Extracted material START
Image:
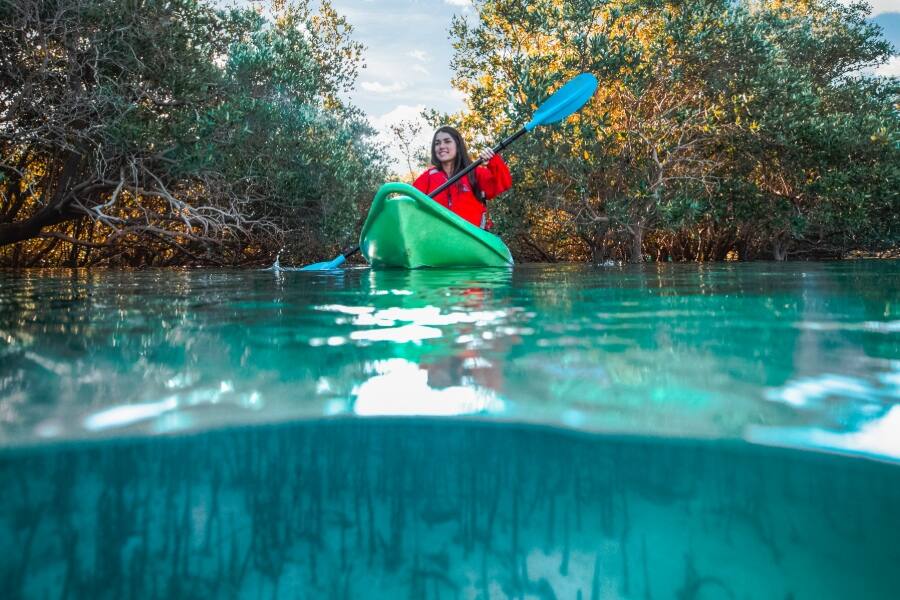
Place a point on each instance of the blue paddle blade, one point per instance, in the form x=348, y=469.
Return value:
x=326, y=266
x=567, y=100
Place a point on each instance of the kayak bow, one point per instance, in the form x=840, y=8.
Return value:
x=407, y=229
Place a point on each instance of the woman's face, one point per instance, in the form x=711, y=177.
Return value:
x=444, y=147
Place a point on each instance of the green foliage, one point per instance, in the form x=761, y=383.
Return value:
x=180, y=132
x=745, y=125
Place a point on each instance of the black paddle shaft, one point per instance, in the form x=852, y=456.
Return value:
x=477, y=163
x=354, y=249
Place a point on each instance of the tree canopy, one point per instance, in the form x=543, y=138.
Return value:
Extracted material END
- Work instructions:
Copy out every line of the material above that mentions the word "each".

- Exercise response:
Place a point on each instance of the blue paddle blade, one point per instance, in the form x=348, y=469.
Place a point on each instance of the kayak bow, one point per instance, in the form x=840, y=8.
Place a point on each instance of the woman's face, one point per instance, in the form x=711, y=177.
Place a point on each instance of the green foliage, one point per instance, in the form x=761, y=383.
Place a point on each instance of the black paddle shaft, one point per instance, in the form x=852, y=456.
Place a point on each instance of the tree canopy, one point per instance, in the form x=543, y=138.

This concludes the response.